▸ **Work to be completed**
Format the material as a Markdown table with the columns Row and Line. Cover the stretch that begins with the first line of the material and ends with the line containing "Outlines of the", including both ends and skipping any blank lines.

Start

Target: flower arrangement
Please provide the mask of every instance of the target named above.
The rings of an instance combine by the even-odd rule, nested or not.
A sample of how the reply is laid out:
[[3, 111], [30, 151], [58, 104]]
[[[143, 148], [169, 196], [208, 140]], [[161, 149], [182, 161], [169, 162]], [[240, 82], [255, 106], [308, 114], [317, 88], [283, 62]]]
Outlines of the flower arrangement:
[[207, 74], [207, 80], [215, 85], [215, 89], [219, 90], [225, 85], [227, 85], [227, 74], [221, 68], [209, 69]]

End

▸ **Output for this exercise**
| Row | Line |
|---|---|
| 1 | Target: flower arrangement |
| 2 | Please provide the mask of every instance of the target named above. |
| 3 | The rings of an instance combine by the even-odd rule, nested or not. |
| 4 | A sample of how the reply is laid out: |
| 5 | [[3, 111], [30, 151], [58, 104]] |
| 6 | [[[143, 148], [169, 196], [208, 140]], [[161, 149], [182, 161], [169, 162]], [[240, 82], [255, 106], [308, 114], [317, 88], [283, 62]]] |
| 7 | Outlines of the flower arrangement: |